§ **Excerpt to read**:
For many years outpatient services had been provided in a stand-alone building on Hospital Rd, and laboratory services were provided by the Health Department Laboratory in Sydney St.

In 1913, the first laboratory services on site were located in a newly-erected building directly west of the main hospital corridor and the recently established Xray Department. Outpatient services were transferred into the ground floor of the new building. For some time thereafter, the Hospital Rd building was used for dental and chest disease outpatients.

outpatient and laboratory building

photograph courtesy Alexander Turnbull Library, National Library of NZ, Te Puna Matauranga o Aotearoa

A veranda and balcony were added to Wards 5 and 6 respectively in 1913.

veranda ward 5

photograph courtesy Photographic Department, Wellington Hospital / Wellington School of Medicine

A new building was erected over the remaining ‘private suite’, between the main entrance block and wards 5 & 6. In this were a nurses’ sick bay, accommodation for resident medical staff and a diphtheria ward.

§ **Extracted records**:
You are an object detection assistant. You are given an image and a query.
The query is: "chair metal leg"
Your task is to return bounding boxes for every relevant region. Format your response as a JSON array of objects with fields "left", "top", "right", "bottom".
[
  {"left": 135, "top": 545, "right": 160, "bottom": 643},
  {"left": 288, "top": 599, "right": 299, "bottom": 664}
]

§ **Problems to work on**:
A) Quote the hospital history text from "outpatient and laboratory" up to and including "respectively in 1913.".
B) According to the hospital history text, what was the Hospital Rd building used for after outpatient services moved out?
You do not need the records for this work.

§ **Numbered answers**:
A)
outpatient and laboratory building

photograph courtesy Alexander Turnbull Library, National Library of NZ, Te Puna Matauranga o Aotearoa

A veranda and balcony were added to Wards 5 and 6 respectively in 1913.

B) It was used for dental and chest disease outpatients.